#### [TO DO]
a. In the essay on bigots on the Internet, what does the text say sets the Internet apart from other forms of mass communications?
b. Rewrite the passage of the essay on bigots on the Internet between "The role that" and "available on the Net.", inclusive, substituting "channel" for "medium".
c. What other forms of mass communications does the essay on bigots on the Internet list alongside the Internet?

Bigots On The Internet

WE like to believe that modern technology facilitates the dissemination and nurturing of science and rationality. While it does contribute to such an endeavour, we must realise that there is nothing in technology per se that does not lend itself to quite the converse. Communications technology merely allows us to access information that is sought to be communicated by people across the globe at speeds that were unthinkable even a decade earlier. It brings to us the latest in human enterprise. But the latest is not necessarily forward-looking or progressive. Cable TV has opened a window to the globe for millions of ordinary Indians. But a view through that window also includes glimpses of decadant bourgeois culture and revanchist feudal values. Trashy American soap operas compete with the “teachings” of Rajnish.

The role that the Internet plays, has to be seen in this context. Today, it is possibly the fastest and the most accessible medium of communication. It is also more egalatarian, less hemmed in by restrictions, and thereby allows rapid exchange of information and views. What sets the Internet apart from other forms of mass communications—TV, radio, the print media, books, journals—is its relative anonymity. It is difficult, sometimes impossible, to reliably check the source of material that is available on the Net.

This anonymous character of views expressed on the Net lends itself to two kinds of tendencies. Because it is anonymous, it allows greater freedom to people to put information and views on the Net. At the same time it also alows people to air their views and place material on the Net with a markedly lower degree of responsibility.
The former tendency has made it possible for a radical counter culture to establish itself on the Internet. The character of the Net ensures that a Bill Gates is as prominently “heard” as are hundreds of voices that oppose Microsoft. The Internet, theoretically, provides equal opportunity to large corporates and the opposition to their growing power and influence.

As a medium for exchange of information the Internet is more democratic than any other medium that we have known. But this very democratic character comes with a “cost”. The line between informatioin and disinformation is much easier to cross on the Internet because of its anonymous character. The Internet allows freer exchange, but does not determine what is going to be exchanged. The medium has no control on the superstructure that determines the flow of ideas.

#### [RECORDS SHOWN]
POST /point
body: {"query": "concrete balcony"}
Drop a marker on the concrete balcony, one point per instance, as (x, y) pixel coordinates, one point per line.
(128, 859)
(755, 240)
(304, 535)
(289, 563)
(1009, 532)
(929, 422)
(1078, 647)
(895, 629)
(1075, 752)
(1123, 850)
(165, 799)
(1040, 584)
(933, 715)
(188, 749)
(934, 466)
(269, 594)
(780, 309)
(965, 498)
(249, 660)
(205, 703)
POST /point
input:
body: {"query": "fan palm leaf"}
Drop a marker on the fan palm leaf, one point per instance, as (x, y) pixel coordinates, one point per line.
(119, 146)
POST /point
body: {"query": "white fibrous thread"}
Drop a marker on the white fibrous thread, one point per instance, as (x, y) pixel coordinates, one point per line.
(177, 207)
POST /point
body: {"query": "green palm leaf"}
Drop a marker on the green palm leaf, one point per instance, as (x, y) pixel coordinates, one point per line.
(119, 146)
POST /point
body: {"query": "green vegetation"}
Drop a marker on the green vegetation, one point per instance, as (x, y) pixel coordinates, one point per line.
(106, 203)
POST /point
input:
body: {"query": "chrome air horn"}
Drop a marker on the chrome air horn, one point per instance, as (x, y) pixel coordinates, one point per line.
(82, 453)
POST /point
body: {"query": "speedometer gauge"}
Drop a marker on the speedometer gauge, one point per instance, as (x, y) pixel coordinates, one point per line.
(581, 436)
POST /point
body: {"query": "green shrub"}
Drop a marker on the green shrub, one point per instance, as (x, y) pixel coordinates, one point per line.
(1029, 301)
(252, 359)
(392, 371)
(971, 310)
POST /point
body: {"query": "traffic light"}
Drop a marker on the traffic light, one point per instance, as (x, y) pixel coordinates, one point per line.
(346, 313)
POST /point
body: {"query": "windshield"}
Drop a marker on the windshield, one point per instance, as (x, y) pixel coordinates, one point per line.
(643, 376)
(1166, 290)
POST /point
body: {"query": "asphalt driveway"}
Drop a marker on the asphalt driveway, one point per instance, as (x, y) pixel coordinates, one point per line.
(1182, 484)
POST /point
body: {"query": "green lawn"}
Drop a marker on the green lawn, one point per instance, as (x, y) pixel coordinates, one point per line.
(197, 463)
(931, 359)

#### [ANSWERS PER TASK]
a. Its relative anonymity.

b.
The role that the Internet plays, has to be seen in this context. Today, it is possibly the fastest and the most accessible channel of communication. It is also more egalatarian, less hemmed in by restrictions, and thereby allows rapid exchange of information and views. What sets the Internet apart from other forms of mass communications—TV, radio, the print media, books, journals—is its relative anonymity. It is difficult, sometimes impossible, to reliably check the source of material that is available on the Net.

c. TV, radio, the print media, books, journals